===== LISTED ENTRIES =====

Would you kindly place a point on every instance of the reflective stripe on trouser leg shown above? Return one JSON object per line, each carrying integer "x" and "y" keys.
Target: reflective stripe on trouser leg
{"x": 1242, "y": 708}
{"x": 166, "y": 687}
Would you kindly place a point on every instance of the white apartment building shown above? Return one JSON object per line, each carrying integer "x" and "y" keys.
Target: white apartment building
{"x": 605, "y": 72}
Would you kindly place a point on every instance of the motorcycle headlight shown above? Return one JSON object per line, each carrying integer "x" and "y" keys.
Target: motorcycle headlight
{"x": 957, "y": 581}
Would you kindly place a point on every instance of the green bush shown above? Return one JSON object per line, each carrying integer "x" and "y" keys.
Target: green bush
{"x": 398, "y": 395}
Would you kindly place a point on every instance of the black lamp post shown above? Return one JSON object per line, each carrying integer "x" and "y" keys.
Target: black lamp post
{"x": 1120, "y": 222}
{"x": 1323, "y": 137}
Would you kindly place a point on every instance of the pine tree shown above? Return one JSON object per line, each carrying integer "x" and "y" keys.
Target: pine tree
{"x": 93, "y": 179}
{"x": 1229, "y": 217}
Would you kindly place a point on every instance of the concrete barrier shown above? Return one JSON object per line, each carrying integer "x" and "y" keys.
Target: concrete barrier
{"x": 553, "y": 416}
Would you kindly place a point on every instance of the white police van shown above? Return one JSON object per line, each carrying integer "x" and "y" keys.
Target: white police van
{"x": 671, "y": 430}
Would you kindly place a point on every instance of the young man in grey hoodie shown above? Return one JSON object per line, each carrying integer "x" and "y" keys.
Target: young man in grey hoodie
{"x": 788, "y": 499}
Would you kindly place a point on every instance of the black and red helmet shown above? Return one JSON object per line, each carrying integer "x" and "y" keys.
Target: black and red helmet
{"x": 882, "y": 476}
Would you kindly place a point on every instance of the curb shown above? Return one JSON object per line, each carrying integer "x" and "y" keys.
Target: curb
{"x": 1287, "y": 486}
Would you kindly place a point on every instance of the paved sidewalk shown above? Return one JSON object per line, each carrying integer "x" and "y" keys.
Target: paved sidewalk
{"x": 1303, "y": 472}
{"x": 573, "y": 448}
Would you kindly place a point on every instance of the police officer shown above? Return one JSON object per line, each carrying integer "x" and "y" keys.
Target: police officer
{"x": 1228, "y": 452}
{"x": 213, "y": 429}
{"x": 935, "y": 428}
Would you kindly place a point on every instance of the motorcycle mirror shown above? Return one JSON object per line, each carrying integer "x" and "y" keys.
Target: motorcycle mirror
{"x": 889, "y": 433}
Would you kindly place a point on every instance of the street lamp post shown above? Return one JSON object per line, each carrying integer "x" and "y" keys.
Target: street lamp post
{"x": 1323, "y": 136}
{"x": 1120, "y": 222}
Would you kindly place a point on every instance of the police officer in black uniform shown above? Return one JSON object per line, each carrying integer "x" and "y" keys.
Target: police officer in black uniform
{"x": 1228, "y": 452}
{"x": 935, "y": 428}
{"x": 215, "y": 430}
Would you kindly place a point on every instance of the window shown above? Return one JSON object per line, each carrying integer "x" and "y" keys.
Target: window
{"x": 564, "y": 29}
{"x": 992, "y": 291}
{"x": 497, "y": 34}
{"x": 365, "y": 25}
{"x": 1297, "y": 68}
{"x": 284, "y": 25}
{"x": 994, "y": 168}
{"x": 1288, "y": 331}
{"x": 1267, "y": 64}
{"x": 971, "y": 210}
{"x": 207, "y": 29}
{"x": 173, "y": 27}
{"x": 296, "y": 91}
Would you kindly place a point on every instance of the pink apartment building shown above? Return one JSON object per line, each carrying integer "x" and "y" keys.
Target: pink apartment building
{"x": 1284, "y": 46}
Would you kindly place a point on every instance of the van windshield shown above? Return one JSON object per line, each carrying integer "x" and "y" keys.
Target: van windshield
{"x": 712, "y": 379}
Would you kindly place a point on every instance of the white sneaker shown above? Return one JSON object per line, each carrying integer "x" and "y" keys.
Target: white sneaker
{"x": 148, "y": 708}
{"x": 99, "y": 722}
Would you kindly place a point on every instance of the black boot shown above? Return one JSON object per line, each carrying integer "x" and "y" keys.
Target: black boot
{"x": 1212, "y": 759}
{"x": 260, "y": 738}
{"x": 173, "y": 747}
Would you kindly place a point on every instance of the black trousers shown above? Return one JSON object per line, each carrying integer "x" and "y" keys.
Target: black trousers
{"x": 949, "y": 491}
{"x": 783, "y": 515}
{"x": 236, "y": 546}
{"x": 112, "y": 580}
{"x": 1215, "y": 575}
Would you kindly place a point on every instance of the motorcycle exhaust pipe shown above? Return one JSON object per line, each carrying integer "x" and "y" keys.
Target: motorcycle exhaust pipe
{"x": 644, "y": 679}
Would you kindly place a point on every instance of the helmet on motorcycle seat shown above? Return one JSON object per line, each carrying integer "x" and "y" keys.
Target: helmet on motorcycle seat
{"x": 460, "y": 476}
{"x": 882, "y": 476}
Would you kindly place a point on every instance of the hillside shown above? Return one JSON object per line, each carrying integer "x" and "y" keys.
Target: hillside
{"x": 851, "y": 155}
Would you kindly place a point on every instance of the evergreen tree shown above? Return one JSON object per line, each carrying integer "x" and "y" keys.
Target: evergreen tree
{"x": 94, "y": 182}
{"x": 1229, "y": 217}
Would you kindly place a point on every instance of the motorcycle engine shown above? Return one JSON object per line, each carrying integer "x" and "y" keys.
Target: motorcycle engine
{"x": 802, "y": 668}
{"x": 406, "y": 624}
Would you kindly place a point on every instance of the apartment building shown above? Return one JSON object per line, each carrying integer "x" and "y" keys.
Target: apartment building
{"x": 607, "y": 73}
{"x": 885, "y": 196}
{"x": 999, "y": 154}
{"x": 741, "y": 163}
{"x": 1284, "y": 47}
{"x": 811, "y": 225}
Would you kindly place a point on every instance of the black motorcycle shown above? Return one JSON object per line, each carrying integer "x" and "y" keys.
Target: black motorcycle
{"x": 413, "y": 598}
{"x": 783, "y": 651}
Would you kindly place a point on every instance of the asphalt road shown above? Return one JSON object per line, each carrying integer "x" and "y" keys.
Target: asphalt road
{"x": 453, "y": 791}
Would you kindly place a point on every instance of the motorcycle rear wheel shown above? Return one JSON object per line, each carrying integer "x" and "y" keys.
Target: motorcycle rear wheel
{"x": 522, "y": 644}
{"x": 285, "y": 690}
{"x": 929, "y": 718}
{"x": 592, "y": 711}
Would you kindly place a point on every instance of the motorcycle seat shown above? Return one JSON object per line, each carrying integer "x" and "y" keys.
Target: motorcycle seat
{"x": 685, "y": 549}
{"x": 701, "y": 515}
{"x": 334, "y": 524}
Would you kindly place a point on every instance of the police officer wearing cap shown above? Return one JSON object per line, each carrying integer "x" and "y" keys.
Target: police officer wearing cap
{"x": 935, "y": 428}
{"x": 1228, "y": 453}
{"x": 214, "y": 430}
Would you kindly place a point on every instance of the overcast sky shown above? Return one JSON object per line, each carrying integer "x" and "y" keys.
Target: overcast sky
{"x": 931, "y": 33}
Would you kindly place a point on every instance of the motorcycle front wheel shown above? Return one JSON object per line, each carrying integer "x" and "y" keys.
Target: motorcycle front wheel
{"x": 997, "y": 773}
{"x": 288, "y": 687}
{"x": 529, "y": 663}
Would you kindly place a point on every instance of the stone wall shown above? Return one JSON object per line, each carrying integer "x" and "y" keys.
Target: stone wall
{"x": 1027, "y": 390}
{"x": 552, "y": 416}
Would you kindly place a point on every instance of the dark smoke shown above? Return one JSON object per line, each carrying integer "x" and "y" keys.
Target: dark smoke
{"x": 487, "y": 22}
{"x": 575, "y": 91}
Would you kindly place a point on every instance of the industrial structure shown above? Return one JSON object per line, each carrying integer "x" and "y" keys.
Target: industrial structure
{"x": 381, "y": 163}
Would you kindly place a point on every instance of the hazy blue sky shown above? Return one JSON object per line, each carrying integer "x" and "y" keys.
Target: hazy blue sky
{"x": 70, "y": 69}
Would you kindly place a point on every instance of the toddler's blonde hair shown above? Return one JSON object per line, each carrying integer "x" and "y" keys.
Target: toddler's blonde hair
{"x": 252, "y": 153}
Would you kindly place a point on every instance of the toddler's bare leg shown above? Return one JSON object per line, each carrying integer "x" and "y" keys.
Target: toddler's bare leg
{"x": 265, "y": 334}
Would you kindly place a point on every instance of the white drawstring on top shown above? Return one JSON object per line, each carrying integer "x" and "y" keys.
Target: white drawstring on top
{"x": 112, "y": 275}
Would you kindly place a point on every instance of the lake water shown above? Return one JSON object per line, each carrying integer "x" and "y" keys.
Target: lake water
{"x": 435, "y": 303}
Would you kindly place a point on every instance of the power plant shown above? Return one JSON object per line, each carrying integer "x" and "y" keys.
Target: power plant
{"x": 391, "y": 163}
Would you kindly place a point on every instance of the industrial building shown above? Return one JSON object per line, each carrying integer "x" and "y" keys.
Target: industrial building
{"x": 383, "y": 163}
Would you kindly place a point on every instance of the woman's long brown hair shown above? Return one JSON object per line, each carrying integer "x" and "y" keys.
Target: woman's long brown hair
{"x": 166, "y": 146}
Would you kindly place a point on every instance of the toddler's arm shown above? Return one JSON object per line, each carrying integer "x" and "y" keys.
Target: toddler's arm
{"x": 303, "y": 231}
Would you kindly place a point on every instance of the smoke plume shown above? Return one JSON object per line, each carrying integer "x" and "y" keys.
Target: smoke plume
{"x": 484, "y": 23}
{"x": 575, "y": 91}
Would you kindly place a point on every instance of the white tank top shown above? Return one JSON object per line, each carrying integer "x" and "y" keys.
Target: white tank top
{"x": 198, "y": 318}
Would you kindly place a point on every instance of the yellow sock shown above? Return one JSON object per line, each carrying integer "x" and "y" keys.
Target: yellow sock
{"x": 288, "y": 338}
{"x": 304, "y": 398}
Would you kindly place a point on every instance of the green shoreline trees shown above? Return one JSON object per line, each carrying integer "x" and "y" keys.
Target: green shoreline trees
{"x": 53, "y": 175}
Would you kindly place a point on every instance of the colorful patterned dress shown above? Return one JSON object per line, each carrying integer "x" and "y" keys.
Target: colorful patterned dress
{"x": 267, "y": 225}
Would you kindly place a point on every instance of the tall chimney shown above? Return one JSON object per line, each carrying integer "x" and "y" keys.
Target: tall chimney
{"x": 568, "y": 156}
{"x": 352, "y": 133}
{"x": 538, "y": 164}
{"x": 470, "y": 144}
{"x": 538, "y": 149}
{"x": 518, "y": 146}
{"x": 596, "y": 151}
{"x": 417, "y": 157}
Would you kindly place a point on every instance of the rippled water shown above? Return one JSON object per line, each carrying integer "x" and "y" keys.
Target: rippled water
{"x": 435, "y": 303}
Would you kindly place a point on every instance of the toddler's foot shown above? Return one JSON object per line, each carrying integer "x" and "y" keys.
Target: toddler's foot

=====

TASK -> Copy each line exactly, from the line containing "of the colorful" down to the last line of the material, and no other lines.

PROBLEM SOLUTION ->
Would you kindly place a point on every instance of the colorful patterned dress shown above? Return one JSON object per line, each carrying integer "x" and "y" keys.
Target: colorful patterned dress
{"x": 267, "y": 225}
Would you kindly place a point on every instance of the tall chimney shown above? Return one JSON object per line, each carrying integer "x" and "y" keys.
Target: tall chimney
{"x": 568, "y": 156}
{"x": 352, "y": 133}
{"x": 538, "y": 164}
{"x": 470, "y": 144}
{"x": 538, "y": 149}
{"x": 518, "y": 146}
{"x": 596, "y": 151}
{"x": 417, "y": 157}
Would you kindly place a point on every instance of the rippled water shown above? Return one JSON object per line, each carrying integer "x" and "y" keys.
Target: rippled water
{"x": 435, "y": 303}
Would you kindly place a point on every instance of the toddler's foot shown above? Return one JSON object per line, each carrying integer "x" and "y" keys.
Target: toddler's foot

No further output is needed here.